**Reading text**:

+++

Tuesday, June 23, 2009

There's Not Enough Money in the World

Being a busboy has its quirks: I was pretty much invisible; the cooks tended to like me the most because I was on par with their level in the heirachy (and taking a quick swig off half-empty Long Island Iced Teas meant cleaning off tables wasn't as demeaning a job I thought).

But, despite those silver linings, being a busboy was pretty much the worst apron-wearing job I have ever had.

The restaurant I spent many a month wiping barbecue sauce and ranch dressing off cheap dining booths was more eye-opening than a week in an orphanage camp. The orphanage camp, you must understand, is a dire circumstance that goes without saying: it's very sad and an awful fact of life. Bussing, on the other hand, made me realize that people have less scruples than a Jackie Collins novel. Customers, in the restaurant world, expect you to not only bend over backwards, but they want you to bring them a cup of water in one hand and your soul in the other.

Bussing was hard work. I was the waitress's bitch. I did everything they weren't willing to do (eventhough they happily dirtied their knees kissing the ass of every tip-worthy customer who walked through the front door). I cleared tables, set them up again, folded napkins, cleaned up spilled drinks and barf, and even delivered food. Working in a restaurant where the busboys delivered the food could do nothing but confuse customers and, even worse, create a disaster that only I could start.

+++

**Material shown**:
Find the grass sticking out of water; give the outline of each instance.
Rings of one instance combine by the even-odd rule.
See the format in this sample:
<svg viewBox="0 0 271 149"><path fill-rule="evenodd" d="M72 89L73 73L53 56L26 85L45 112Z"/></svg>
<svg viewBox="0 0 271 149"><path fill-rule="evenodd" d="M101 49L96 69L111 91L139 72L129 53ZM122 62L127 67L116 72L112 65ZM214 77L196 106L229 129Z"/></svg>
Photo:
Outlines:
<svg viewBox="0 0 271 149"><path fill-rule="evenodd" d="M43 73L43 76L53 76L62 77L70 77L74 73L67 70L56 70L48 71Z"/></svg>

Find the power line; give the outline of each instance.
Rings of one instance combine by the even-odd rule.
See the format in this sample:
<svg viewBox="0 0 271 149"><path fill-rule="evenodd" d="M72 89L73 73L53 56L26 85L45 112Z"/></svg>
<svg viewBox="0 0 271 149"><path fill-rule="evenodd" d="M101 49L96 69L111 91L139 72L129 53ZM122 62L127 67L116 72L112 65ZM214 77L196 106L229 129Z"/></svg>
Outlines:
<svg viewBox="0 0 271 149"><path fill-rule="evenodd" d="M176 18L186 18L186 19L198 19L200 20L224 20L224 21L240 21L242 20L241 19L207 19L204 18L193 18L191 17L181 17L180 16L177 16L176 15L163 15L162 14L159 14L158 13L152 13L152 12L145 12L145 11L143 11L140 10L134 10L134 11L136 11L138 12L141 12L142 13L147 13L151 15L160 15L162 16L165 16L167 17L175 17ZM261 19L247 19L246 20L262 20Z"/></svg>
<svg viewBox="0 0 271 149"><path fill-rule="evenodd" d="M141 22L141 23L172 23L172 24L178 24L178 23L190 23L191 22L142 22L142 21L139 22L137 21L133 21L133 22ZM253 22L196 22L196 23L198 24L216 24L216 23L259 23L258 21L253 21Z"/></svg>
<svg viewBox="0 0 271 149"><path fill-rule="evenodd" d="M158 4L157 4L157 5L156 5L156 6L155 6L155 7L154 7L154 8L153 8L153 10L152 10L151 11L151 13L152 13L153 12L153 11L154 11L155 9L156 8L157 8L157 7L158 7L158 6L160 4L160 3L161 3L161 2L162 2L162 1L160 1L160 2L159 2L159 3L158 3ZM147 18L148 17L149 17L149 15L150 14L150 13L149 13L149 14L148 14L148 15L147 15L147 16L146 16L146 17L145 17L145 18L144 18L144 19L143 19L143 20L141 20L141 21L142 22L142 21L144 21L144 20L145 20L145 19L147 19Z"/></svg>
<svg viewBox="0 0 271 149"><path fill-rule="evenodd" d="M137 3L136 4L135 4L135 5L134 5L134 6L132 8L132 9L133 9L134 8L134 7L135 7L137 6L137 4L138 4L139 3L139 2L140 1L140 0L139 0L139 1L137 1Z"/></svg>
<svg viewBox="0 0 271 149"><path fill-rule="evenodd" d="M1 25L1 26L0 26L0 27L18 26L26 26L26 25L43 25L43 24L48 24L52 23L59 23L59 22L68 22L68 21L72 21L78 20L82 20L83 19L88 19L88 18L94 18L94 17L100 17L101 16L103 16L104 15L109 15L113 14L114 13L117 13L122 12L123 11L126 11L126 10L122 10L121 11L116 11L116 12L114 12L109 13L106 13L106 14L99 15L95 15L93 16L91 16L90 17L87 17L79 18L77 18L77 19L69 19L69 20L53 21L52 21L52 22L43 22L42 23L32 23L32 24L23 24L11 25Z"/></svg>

+++

**Work to do**:
A. Transcribe the records without changes, beginning at their first line and stopping after the line that contains "73L43 76L53 76L62".
B. Pick up the blog post about working as a busboy where it ends and keep writing it.

**The answers**:
A.
Find the grass sticking out of water; give the outline of each instance.
Rings of one instance combine by the even-odd rule.
See the format in this sample:
<svg viewBox="0 0 271 149"><path fill-rule="evenodd" d="M72 89L73 73L53 56L26 85L45 112Z"/></svg>
<svg viewBox="0 0 271 149"><path fill-rule="evenodd" d="M101 49L96 69L111 91L139 72L129 53ZM122 62L127 67L116 72L112 65ZM214 77L196 106L229 129Z"/></svg>
Photo:
Outlines:
<svg viewBox="0 0 271 149"><path fill-rule="evenodd" d="M43 73L43 76L53 76L62 77L70 77L74 73L67 70L56 70L48 71Z"/></svg>

B.
One evening (a busy night of elderly couples sipping Manhattans and demanding a discount because of their advanced age), I dutifully brought out a trayful of fried mozarella and badly grilled hamburgers to a table with four women sucking down Kamikazes faster than a water-deprived dog at a toilet. Clearly they were hammered. Three of them looked about my age -- mid-twenties -- and the fourth had a neck on her like a turkey. I was guessing she was pushing fifty.

"Whoo-hoo!" Turkey-neck shouted, popping a Kamikaze shot like a pill-addict. "This is some good shit!"

I imagine it was; I'd had three thanks to the bartender who liked me because I knew how to stock his bar fast and without flaw.

"Here you go ladies," I said, placing their plates carefully on the cup-strewn table. "If you need anything else, your server will be with you in a..."

"You're cute," one of the younger gals said. "What're you doing working in a dump like this?" The gal, rather pretty in a young-but-I-worship-Courtney-Love kind of way, slurred her words and kept pushing back a chunk of bangs that did not exist.

"Just making a living," I said, getting ready to leave.

"I'll give you twenty bucks to get on this table and dance for me!" she wailed. The older patrons, deeply involved in their own Metamucil troubles, barely blinked an eye. I worked, after all, in the "downstairs" portion of the restaurant where, in less than hour, a disc jockey named Jake would take the reins of the musical library and turn the pool-sized dance floor into a place where 80s bloomers pretended Paula Abdul was still the pinnacle of musical godliness.

"I don't think so," I said curtly and started to make my getaway.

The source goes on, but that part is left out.